» **Task prompt**
Would you retype, word for word, the line with "Could you kindly pick out the cat's ear" and every line after it through the end of the records below?

» **Data to use**

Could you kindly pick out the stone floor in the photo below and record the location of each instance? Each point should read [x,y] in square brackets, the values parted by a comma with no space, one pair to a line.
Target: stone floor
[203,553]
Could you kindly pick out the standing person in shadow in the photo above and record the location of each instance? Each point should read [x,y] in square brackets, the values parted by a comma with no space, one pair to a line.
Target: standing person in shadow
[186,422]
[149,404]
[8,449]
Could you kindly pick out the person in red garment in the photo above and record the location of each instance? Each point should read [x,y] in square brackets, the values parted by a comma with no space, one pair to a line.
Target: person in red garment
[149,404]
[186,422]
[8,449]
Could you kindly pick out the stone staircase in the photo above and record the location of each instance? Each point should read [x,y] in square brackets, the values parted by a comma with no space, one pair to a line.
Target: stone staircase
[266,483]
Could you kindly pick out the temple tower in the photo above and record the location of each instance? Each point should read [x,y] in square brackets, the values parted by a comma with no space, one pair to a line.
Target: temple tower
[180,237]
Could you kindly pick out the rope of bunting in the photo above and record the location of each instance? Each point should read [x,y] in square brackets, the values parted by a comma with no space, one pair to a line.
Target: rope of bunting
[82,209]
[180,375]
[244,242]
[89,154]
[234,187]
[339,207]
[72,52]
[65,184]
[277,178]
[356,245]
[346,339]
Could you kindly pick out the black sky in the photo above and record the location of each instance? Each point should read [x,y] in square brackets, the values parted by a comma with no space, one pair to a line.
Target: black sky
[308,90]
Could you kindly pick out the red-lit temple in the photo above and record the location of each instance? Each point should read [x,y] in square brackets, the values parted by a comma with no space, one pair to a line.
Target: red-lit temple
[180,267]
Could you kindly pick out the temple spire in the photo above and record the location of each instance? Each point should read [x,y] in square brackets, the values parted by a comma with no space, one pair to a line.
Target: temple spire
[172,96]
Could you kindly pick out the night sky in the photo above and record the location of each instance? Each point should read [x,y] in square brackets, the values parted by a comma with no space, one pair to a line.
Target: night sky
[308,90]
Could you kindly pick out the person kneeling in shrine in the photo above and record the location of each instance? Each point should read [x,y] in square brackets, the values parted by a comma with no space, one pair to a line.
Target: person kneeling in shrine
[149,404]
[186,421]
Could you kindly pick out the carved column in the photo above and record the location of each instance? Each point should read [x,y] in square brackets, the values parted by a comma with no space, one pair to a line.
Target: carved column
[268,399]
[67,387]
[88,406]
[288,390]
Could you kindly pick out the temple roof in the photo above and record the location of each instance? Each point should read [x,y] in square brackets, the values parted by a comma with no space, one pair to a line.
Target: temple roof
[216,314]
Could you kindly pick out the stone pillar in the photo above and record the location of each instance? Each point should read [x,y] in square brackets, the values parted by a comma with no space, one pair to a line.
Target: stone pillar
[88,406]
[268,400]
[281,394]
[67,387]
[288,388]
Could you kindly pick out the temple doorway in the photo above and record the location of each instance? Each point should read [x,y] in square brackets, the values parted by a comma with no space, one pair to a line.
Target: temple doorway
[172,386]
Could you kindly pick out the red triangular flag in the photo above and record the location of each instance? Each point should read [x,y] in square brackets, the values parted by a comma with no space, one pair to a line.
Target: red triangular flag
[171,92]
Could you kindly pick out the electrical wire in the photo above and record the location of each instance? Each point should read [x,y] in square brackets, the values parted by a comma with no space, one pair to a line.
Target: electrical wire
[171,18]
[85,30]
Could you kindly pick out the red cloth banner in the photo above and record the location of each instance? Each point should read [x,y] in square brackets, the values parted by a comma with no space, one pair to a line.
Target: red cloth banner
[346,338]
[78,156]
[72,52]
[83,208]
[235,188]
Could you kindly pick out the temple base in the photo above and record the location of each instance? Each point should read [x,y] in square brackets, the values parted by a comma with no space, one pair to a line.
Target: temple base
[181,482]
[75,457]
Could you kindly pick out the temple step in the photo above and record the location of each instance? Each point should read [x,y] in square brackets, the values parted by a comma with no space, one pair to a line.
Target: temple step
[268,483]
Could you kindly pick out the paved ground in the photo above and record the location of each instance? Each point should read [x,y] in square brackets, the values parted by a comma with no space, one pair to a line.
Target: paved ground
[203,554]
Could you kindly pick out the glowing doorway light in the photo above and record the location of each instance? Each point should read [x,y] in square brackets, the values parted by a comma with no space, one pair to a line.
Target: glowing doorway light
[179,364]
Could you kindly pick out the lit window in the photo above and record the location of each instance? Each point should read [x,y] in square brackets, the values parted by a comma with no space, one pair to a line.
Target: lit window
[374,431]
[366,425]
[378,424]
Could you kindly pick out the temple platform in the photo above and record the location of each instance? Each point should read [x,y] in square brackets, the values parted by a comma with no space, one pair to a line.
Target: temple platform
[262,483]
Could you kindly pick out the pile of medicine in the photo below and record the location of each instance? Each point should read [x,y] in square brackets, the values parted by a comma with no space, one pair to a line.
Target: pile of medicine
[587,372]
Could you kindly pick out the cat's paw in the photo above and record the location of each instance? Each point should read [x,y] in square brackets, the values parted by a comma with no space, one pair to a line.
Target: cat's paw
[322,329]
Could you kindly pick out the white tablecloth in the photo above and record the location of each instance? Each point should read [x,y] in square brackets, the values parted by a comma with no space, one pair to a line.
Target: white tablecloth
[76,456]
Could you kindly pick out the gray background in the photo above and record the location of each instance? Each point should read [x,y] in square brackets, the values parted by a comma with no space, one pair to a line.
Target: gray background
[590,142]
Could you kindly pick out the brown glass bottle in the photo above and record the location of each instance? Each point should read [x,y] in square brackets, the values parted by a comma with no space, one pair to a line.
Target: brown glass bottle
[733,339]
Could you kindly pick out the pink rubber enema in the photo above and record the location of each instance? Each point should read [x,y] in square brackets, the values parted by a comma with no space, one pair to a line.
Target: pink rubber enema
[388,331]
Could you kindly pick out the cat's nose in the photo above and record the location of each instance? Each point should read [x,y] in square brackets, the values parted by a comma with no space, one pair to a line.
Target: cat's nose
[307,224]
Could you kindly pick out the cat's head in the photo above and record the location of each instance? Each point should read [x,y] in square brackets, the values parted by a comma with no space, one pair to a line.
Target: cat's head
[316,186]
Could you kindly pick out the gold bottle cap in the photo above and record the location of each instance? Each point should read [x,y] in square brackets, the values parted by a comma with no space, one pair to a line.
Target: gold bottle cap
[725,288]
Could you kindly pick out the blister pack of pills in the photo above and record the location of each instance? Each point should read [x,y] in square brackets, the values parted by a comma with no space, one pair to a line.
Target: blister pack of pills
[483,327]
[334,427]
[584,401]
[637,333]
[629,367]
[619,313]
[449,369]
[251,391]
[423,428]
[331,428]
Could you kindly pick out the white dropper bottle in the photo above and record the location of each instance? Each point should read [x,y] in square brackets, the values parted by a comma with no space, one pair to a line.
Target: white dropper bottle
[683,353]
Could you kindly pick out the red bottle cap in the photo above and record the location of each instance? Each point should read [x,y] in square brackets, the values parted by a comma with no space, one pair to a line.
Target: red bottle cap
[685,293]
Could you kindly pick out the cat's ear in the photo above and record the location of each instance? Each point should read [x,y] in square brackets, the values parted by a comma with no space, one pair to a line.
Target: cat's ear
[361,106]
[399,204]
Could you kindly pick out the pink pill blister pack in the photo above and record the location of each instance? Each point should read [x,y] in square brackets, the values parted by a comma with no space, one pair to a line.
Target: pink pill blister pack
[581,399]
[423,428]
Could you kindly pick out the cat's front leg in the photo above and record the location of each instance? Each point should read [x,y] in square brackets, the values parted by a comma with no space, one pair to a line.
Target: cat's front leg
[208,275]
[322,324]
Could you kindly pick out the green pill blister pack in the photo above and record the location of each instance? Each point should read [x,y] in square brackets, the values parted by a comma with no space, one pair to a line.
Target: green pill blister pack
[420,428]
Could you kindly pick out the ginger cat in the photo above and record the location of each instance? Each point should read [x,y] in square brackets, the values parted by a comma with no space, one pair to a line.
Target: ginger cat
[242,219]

» **Answer in full**
Could you kindly pick out the cat's ear in the photo above and record the location of each instance? Each point should read [x,y] in square brackets, the values parted by a comma with no space, one pair to a line.
Target: cat's ear
[361,106]
[399,204]
Could you kindly pick out the pink pill blister pack in the photo above and record the location of each instance? Each point should read [x,y] in square brackets, the values parted by a comma with no space, one pair to a line.
Target: pink pill blister pack
[581,399]
[423,428]
Could you kindly pick out the cat's front leg in the photo above and record the location of each instance? Each point should read [x,y] in square brackets, the values parted by a comma with no space, one pair to a line.
Target: cat's front leg
[208,275]
[322,324]
Could you kindly pick out the green pill blister pack in the photo above and record the location of each instance? Each point should read [x,y] in square brackets, the values parted by a comma with no space, one pair to a line.
Target: green pill blister pack
[420,428]
Could you kindly pick out the ginger cat in the photo above and record the location of each instance? Each point should read [x,y] in square brackets, the values parted by a comma with no space, one pair to a line.
Target: ginger cat
[242,219]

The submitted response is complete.